§ **EXERCISE DIRECTIONS**
Everything from the first line below through the line with "Label a point on each instance of the lit" is to be transcribed exactly, and nothing past it.

◇ ◇ ◇

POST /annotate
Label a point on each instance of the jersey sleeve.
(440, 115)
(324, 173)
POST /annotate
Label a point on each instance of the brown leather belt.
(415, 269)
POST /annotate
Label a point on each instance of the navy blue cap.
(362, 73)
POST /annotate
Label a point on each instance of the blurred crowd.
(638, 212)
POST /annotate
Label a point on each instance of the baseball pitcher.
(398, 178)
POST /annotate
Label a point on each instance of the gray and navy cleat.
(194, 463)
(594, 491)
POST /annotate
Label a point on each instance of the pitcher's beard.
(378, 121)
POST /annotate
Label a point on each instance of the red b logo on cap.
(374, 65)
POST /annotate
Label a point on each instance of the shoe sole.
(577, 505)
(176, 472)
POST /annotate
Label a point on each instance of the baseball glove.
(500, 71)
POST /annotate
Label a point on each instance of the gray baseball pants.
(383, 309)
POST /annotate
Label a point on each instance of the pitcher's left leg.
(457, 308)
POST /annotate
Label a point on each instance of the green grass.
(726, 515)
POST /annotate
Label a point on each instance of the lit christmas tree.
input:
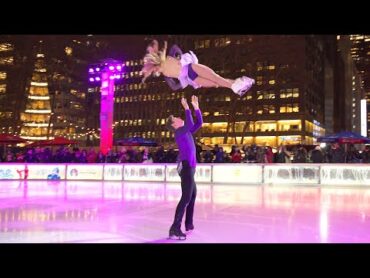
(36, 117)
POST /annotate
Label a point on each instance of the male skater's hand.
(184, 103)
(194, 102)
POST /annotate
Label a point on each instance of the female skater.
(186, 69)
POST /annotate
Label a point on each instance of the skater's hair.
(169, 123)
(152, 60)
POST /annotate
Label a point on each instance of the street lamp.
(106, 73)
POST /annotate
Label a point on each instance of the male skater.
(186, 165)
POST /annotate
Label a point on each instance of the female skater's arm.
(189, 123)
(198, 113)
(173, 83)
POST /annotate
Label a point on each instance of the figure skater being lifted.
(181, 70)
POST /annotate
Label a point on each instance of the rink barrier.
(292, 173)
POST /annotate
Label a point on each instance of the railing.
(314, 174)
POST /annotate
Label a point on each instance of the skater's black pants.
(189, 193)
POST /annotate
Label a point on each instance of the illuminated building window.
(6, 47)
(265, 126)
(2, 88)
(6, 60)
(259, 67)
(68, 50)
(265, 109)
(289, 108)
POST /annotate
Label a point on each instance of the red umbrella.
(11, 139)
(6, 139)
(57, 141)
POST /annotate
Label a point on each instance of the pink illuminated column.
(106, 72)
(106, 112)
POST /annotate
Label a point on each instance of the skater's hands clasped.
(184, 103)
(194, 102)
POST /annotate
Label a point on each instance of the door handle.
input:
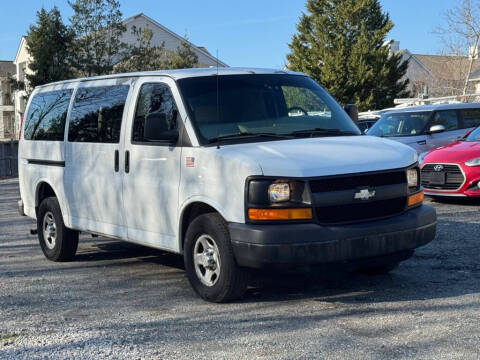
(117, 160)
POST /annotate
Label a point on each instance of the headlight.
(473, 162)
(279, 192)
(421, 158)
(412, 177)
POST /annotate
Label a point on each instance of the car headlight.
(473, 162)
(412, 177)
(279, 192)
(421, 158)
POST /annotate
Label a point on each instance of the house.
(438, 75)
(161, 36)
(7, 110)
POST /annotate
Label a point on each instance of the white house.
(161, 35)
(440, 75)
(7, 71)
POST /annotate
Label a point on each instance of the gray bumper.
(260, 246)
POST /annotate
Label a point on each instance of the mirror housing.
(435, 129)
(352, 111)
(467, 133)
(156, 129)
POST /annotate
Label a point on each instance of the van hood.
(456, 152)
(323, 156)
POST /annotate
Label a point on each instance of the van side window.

◇ ◇ ◇

§ **OUTPUT BELOW**
POST /annotate
Label a point on each instance of the jersey sleeve.
(440, 115)
(324, 173)
POST /annotate
Label a point on each instance of the brown leather belt.
(415, 269)
POST /annotate
Label a point on each instance of the navy blue cap.
(362, 73)
POST /annotate
Label a point on each instance of the blurred crowd.
(638, 212)
POST /annotate
Label a point on each instance of the baseball pitcher.
(398, 178)
POST /annotate
Label a point on each instance of the gray and navy cleat.
(194, 463)
(594, 491)
POST /annotate
Label a point on each instance of the pitcher's beard.
(378, 121)
POST /annotate
Label a point on each instance of the red b logo on cap.
(374, 65)
POST /annotate
Label a point on each instance of the shoe sole.
(577, 505)
(176, 472)
POST /annotate
Label a point on each instance of the baseball glove.
(500, 71)
POST /annotate
Label a point on each instance of the gray baseball pants.
(383, 309)
POST /annotate
Label a point on each instance of the pitcher's left leg.
(457, 308)
POST /annotate
Label a point on each instance of the green grass.
(726, 515)
POST /annotate
Label a point on each instance of the lit christmas tree.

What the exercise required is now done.